Исходное задание:
Выпишите, пожалуйста, из пунктов ниже все строки со словом «wire», учитывая регистр букв.

Пункты:
^^^^

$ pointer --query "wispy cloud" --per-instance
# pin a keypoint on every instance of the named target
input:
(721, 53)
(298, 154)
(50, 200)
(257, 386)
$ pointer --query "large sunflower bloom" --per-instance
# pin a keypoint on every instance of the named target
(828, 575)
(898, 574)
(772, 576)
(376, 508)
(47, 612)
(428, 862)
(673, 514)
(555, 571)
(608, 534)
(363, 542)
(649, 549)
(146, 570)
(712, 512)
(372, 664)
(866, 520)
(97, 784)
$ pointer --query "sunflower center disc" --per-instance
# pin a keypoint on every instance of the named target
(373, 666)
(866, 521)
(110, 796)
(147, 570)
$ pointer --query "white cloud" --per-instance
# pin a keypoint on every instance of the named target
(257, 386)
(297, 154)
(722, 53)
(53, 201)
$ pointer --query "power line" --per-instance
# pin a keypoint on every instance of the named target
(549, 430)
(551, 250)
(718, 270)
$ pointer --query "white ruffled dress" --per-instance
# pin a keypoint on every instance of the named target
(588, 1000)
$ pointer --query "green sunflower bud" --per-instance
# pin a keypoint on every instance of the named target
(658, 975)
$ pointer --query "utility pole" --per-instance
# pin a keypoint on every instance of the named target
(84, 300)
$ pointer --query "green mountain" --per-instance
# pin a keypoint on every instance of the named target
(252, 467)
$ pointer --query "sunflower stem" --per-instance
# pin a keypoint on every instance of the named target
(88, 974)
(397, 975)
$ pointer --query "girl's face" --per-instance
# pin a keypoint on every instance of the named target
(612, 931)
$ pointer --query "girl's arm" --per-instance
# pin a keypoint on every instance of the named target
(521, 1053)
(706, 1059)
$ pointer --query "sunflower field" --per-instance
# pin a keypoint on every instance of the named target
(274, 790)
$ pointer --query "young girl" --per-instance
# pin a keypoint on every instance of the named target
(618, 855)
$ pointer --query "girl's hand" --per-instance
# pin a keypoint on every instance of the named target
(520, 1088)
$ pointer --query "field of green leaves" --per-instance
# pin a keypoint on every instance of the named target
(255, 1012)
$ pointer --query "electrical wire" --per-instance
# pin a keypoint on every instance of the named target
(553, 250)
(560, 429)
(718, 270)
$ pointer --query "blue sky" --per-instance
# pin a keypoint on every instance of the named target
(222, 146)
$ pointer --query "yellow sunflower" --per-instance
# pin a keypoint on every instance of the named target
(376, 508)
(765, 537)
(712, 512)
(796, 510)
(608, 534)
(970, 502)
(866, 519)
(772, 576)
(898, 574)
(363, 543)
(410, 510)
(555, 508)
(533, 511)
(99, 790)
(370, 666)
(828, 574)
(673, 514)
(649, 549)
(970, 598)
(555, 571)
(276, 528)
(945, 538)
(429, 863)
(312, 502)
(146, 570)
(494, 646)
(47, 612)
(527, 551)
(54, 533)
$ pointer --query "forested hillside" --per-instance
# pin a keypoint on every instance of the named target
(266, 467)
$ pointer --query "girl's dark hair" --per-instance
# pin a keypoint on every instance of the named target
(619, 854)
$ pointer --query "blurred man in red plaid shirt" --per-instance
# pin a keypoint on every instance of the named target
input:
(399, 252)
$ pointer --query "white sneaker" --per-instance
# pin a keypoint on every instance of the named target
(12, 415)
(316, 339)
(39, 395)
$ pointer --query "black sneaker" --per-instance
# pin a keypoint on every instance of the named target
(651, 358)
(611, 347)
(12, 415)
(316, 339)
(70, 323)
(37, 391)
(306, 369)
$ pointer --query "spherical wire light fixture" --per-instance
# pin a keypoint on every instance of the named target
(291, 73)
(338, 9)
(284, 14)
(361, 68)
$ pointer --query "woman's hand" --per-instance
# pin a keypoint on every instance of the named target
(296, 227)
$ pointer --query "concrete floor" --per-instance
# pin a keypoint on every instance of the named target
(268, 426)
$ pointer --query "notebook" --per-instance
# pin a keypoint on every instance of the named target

^^^^

Ответ к упражнению:
$ pointer --query "electrical wire" --per-instance
$ pointer --query "spherical wire light fixture" --per-instance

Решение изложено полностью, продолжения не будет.